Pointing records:
•••••

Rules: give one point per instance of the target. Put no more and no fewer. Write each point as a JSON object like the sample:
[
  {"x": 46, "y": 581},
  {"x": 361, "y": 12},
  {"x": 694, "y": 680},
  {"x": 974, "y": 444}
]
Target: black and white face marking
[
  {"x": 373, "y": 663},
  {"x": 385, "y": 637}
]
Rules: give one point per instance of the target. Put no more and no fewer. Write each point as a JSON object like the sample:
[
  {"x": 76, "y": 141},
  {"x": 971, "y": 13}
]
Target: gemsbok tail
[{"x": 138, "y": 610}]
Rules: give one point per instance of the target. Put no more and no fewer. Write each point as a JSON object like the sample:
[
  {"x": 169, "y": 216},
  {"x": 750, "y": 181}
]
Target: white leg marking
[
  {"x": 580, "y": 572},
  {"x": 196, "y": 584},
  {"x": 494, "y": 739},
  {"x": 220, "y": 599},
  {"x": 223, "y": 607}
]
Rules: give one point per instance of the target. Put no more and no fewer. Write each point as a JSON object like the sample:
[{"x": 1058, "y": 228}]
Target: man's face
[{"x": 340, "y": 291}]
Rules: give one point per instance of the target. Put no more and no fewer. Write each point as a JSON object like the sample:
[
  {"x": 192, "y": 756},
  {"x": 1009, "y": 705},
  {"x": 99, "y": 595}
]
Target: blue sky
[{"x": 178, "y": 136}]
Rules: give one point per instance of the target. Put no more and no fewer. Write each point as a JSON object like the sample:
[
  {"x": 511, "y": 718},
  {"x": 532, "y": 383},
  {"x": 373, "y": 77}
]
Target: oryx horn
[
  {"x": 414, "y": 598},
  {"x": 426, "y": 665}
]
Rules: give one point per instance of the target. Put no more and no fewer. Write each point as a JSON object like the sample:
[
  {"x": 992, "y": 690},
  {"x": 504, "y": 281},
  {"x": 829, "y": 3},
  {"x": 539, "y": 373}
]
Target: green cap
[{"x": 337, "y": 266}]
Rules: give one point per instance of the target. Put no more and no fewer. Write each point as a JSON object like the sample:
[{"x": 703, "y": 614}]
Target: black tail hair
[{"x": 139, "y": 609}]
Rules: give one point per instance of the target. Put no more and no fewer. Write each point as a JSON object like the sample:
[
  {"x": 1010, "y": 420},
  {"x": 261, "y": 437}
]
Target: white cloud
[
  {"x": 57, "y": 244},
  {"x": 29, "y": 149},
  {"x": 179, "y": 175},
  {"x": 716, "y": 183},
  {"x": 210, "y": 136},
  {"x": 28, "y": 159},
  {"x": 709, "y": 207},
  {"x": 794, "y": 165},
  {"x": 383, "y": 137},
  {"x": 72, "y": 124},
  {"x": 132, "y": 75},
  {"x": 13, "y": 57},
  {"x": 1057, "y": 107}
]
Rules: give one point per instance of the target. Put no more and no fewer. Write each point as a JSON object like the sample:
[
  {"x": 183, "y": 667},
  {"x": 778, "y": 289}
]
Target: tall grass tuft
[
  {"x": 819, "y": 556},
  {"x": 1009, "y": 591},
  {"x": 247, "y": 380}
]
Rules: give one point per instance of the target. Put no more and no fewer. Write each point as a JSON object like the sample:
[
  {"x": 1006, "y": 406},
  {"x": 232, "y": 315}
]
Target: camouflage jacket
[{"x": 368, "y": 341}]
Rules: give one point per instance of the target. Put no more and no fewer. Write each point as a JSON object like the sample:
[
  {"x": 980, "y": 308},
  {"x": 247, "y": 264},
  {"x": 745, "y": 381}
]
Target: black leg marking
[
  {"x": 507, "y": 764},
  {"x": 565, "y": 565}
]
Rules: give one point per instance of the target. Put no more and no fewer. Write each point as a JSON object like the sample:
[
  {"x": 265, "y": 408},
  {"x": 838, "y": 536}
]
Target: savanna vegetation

•••••

What you will do: Pick out every line in the records above that contains the word "tail", and copy those lines unchanged in their original order.

Task output:
Target: gemsbok tail
Target: black tail hair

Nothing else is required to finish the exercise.